• [Instructions for the task]
Strip the pictures and reproduce the rest of the listing exactly.

• [Data supplied]
+++++
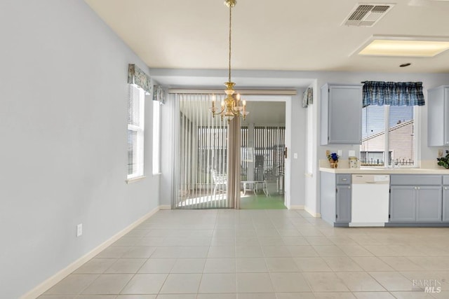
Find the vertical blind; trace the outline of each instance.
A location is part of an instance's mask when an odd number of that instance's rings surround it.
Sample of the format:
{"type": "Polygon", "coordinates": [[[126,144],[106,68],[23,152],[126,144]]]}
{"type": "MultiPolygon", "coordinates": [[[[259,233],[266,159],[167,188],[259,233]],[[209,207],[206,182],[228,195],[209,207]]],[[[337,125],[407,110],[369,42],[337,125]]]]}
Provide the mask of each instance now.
+++++
• [Written solution]
Find the vertical blind; trace the outline of each instance.
A location is part of an instance's mask when an odd number of that instance's rings surround it.
Sample of the format:
{"type": "Polygon", "coordinates": [[[126,144],[106,68],[23,152],[126,144]]]}
{"type": "MultiPolygon", "coordinates": [[[[259,233],[266,159],[167,188],[259,233]],[[209,207],[206,182],[228,195],[209,207]]],[[[337,125],[407,110],[369,42],[337,125]]]]}
Provide the mask of each instance now.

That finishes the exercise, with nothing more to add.